▶ **BRIEF**: Extend the blog post below about the court ruling on FDA's classification of PREVOR's Diphoterine Skin Wash, picking up after its last sentence.

Is it a Drug or Device? Court Requires FDA to Explain Itself
September 26, 2012By Jennifer M. Thomas & Anne K. Walsh –
Yesterday, in a big win for industry, District Court Judge Rosemary Collyer granted French company PREVOR’s Motion for Summary Judgment in a case challenging FDA’s decision to regulate PREVOR’s Diphoterine® Skin Wash (“DSW”) product as a drug. The original Complaint was discussed in an earlier blog post here, and the briefs for all parties are available here, here, here, and here. PREVOR was represented by Hyman, Phelps & McNamara, P.C. (attorneys Jeffrey N. Gibbs, John R. Fleder, Jennifer M. Thomas, and Anne K. Walsh). Kudos also to the amici curiae, including the Washington Legal Foundation, Alcoa, and Archer-Daniels-Midland Company. The case has been closely followed by industry because it involves a new FDA interpretation of the laws concerning combination product classification, as set out in an FDA classification ruling specifically applicable to PREVOR’s product and in two hotly debated draft guidance documents, available here and here (Docket No. FDA-2011-D-0429).
DSW is a “first response” method to help prevent and minimize chemical burn injuries due to accidental chemical exposures, and has long been marketed as a medical device in Europe, Canada, Brazil, and Australia. FDA’s Office of Combination Products (“OCP”), however, classified DSW as a drug-device combination product with a drug primary mode of action, and determined that it should be regulated by the Center for Drug Evaluation and Research. The Agency’s Office of Special Medical Programs (“OSMP”) confirmed that classification. The D.C. District Court disagreed, and determined that both OCP and OSMP employed a new standard (“at least in part” or “even in part”) in reaching its decision.

▶ **DATA PROVIDED**:
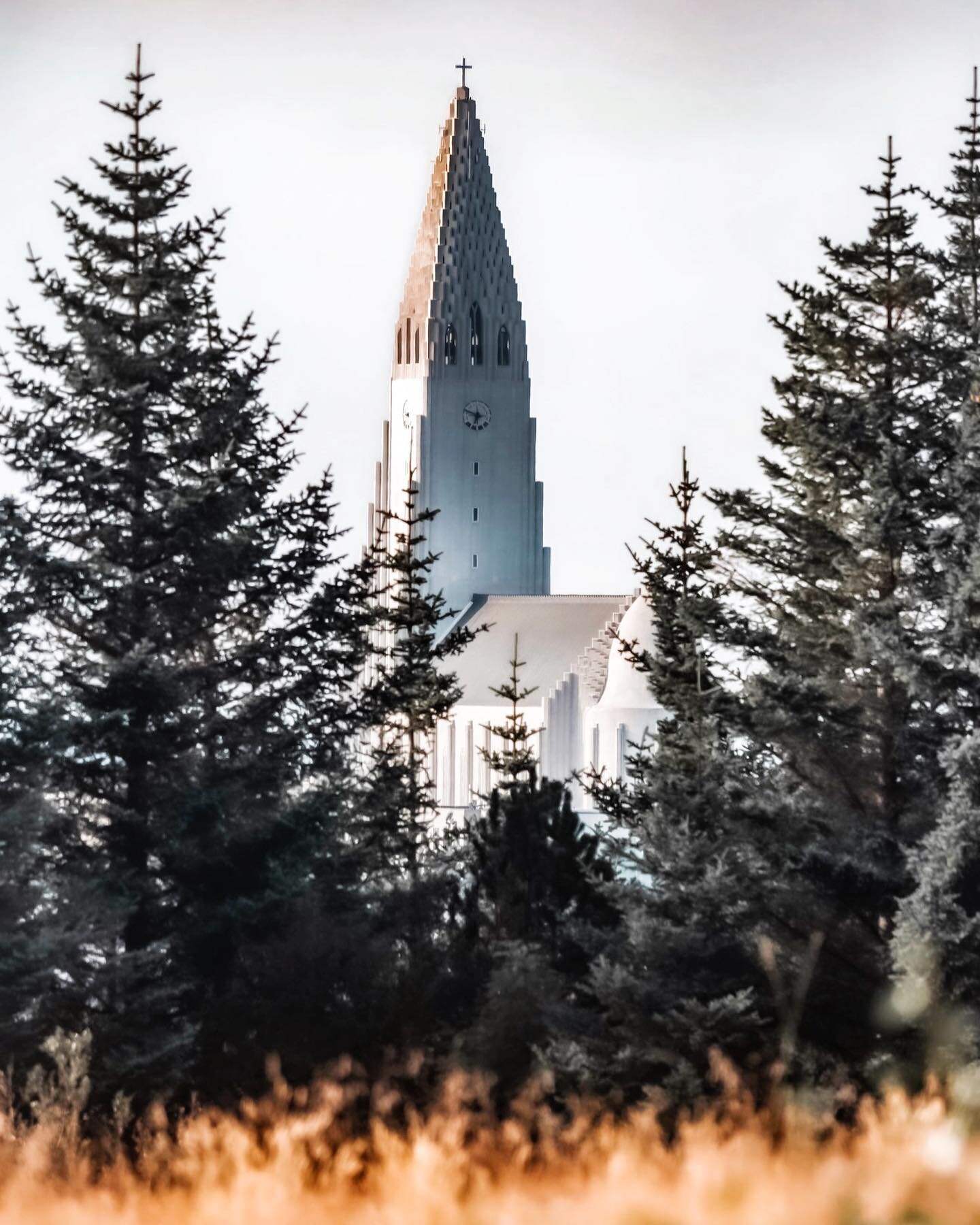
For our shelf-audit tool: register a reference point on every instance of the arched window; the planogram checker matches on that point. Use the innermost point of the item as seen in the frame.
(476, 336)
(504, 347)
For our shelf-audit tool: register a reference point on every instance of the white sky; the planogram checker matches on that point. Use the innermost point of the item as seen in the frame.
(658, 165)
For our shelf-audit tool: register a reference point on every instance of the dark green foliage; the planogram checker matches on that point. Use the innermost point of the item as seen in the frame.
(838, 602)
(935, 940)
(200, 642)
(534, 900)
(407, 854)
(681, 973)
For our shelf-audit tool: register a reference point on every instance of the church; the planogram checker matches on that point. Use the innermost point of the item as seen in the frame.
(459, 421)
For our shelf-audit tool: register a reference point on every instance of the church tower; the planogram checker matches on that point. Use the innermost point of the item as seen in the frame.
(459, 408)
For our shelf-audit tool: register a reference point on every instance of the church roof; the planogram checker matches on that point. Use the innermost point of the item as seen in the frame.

▶ **RESULT BELOW**:
In her 18-page opinion, Judge Collyer concluded that FDA acted arbitrarily and capriciously. Specifically, the Court found that FDA had failed to provide a reasoned basis for its classification decision, stating that its “ipse dixit cannot substitute for the ‘qualitative analysis’ or ‘scientific information’ on which FDA says it acted.” Instead of scientific analysis, the Court opined, FDA substituted “extraordinarily expansive language” in making its classification decision. And it did so, without offering “more than its say-so.”
The Court rejected FDA’s contention that the standard it applied was not new, citing the June 2011 guidance documents as evidence, and noting that the agency “fails to cite a single prior instance in which it has applied an ‘even in part’ standard.” The Court also adopted PREVOR’s comparison to similar products treated as devices, and characterized FDA’s attempt to distinguish those products as “a most ephemeral distinction.”
The Court questioned “[w]hether FDA would come to the same conclusions without resort to its extra-statutory interpretations.” It vacated FDA’s decision to designate DSW as a drug-device combination product with a drug primary mode of action, and remanded the case to FDA to make a determination in compliance with its Opinion.